Mit diesem Thema habe ich mich ergiebig auseinander gesetzt und gefunden, dass alle Mechanismen leicht ausgehebelt werden können.
Denn letztendlich muss jedes Java-Programm über den Class File Verifier der JVM gültigen Bytecode repräsentieren. Spätestens an dieser Stelle muss der Bytecode in JVM-kompatibler Form vorliegen. Alle Dinge, die vorher gemacht wurden, wie beipsielsweise Verschlüsselung der 
class-Dateien und Laden derselben über einen eigenen Classloader sind dann hinfällig.
Also lässt sich der Aufruf einer Routine, die prüft, ob ein Benutzer lizenziert ist, ausbauen oder immer mit ja beantworten, also keine Lizenzkosten notwendig.

=-=-=-=-=

Aufgabenliste:
1) Erkläre in einem bis drei Sätzen, warum die Verschlüsselung von class-Dateien und ihr Laden über einen eigenen Classloader laut dem Beitrag zum Java-Bytecode hinfällig sind.
2) Setze den Beitrag über den Schutz von Java-Bytecode im Anschluss an seinen letzten Satz fort.

Gegebene Angaben:

=-=-=-=-=

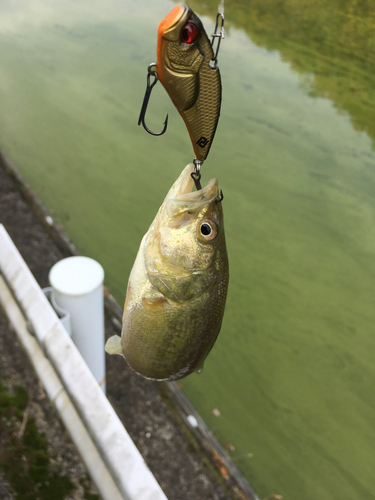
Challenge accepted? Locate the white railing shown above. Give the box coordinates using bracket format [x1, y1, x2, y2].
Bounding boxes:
[0, 224, 167, 500]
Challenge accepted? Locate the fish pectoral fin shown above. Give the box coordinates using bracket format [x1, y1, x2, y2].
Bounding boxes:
[105, 335, 122, 355]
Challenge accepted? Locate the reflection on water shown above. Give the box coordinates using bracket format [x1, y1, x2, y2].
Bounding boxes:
[0, 0, 375, 500]
[190, 0, 375, 147]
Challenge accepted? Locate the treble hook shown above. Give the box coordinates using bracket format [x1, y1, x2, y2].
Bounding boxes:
[138, 63, 168, 135]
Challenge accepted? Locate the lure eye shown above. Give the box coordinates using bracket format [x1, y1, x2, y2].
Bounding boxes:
[180, 23, 199, 43]
[199, 219, 217, 241]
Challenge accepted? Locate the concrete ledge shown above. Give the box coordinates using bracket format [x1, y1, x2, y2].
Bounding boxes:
[0, 225, 166, 500]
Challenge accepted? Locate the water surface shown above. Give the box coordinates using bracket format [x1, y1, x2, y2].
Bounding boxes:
[0, 0, 375, 500]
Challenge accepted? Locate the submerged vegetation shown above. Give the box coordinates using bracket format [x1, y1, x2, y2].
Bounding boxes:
[184, 0, 375, 147]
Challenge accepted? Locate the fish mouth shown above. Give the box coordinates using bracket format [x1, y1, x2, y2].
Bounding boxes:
[164, 163, 220, 217]
[159, 5, 191, 41]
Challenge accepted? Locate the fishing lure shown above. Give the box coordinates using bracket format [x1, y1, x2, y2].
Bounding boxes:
[138, 5, 225, 163]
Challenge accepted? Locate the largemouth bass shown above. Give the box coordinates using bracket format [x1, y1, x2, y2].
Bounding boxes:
[106, 163, 229, 380]
[157, 5, 221, 161]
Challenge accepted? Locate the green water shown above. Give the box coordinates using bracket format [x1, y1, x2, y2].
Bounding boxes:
[0, 0, 375, 500]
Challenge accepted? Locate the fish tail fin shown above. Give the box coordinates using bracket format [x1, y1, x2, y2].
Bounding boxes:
[105, 335, 122, 355]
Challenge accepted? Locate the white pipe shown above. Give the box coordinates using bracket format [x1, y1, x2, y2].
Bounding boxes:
[42, 286, 72, 336]
[49, 256, 105, 393]
[0, 224, 167, 500]
[0, 276, 123, 500]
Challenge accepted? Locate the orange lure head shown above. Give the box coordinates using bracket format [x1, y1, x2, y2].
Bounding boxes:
[157, 5, 221, 162]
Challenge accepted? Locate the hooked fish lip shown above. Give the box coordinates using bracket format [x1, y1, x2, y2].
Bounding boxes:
[159, 5, 191, 40]
[165, 163, 219, 217]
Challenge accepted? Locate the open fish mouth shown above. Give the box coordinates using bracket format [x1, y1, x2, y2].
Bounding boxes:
[159, 5, 188, 39]
[163, 163, 220, 217]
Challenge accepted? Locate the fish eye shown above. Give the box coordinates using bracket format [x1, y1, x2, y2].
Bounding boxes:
[180, 23, 199, 43]
[199, 219, 217, 241]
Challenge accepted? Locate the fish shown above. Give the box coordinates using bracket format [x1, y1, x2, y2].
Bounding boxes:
[156, 5, 222, 162]
[105, 163, 229, 381]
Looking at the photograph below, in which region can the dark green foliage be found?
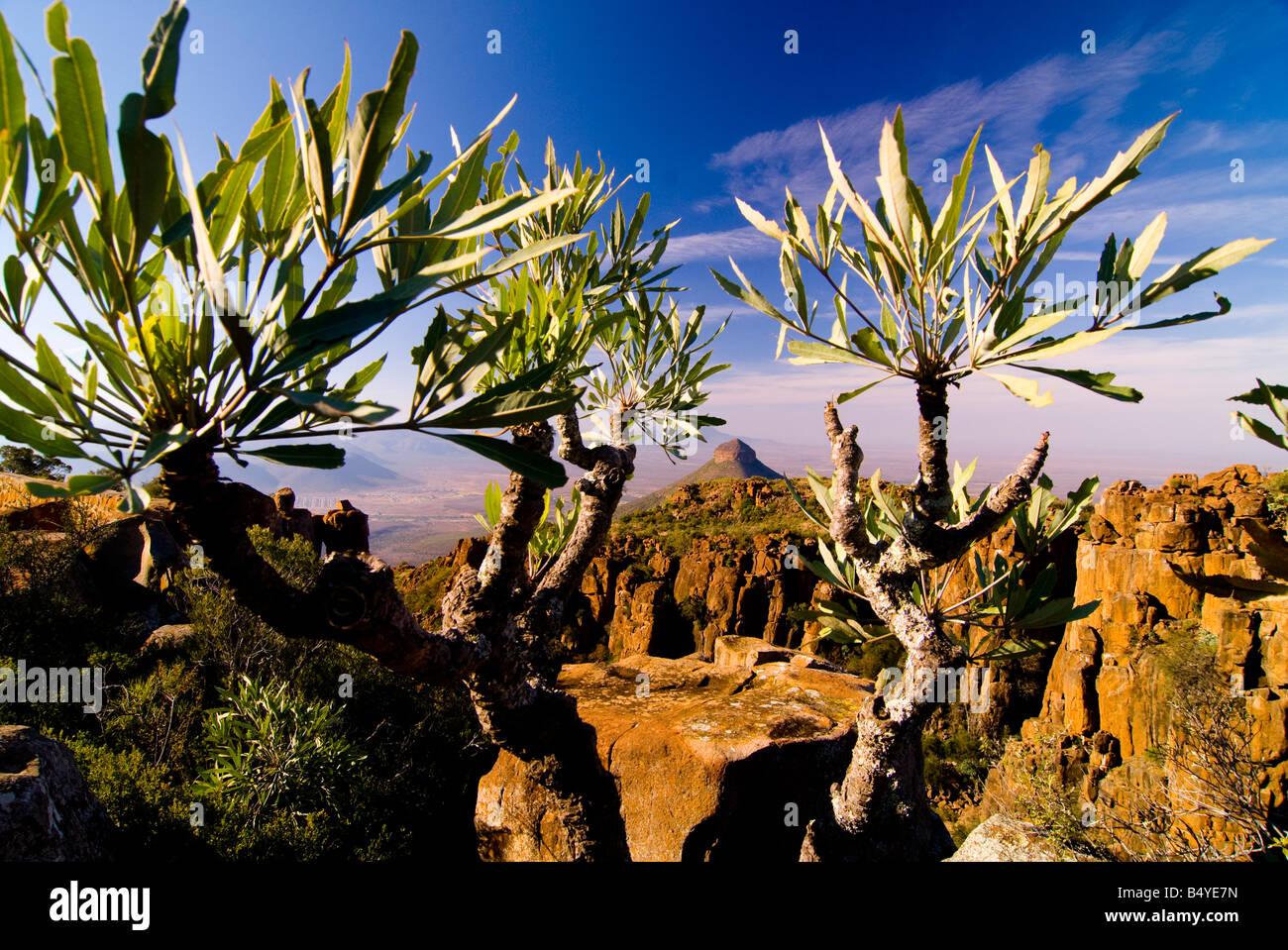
[921,723,997,798]
[0,504,483,861]
[0,446,72,481]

=-=-=-=-=

Ausgaben in Reihenfolge:
1) Jedes Java-Programm muss letztendlich über den Class File Verifier der JVM gültigen Bytecode darstellen. Spätestens dort muss der Bytecode in JVM-kompatibler Form vorliegen, sodass vorher angewandte Maßnahmen wie Verschlüsselung oder ein eigener Classloader nichts mehr nützen.

2)
Ich hatte mal ein System entworfen, in denen Kunden über verschlüsselte Informationen(Zertifikate für Kunde/Anbieter liegen vor) und somit angeben welchen Typ von Lizenz sie benötigen. Danach erstellt der Anbieter eine Schlüsseldatei und überträgt sie zum Kunden. Beim Programmstart wird geprüft, ob das Programm ausreichend lizenziert ist, indem die Lizenzdatei gelesen, entschlüsselt und ausgewertet wird.
Wie oben aber bereits erwähnt, ist dieses "nur" ein Grund, der die Attacke auf das Programm erschwert aber nicht unmöglich macht.

Andere Optionen wären:



Abfrage der Lizenz über das Netzwerk beim Programmstart
Dieses ist eine gute Option, aber meistens nicht mit den Sicherheitsrichtlinien des Kunden vereinbar.
Eine Subalternative wäre die Installation eines Lizenzervers beim Kunden
Dieses ist aber aus offensichtlichen Gründen ebenfalls schwer umsetzbar. Diesmal kann der Kunden natürlich den Server selbst kompromittieren und daher ist das Sicherheitskonzept per se ausgehebelt.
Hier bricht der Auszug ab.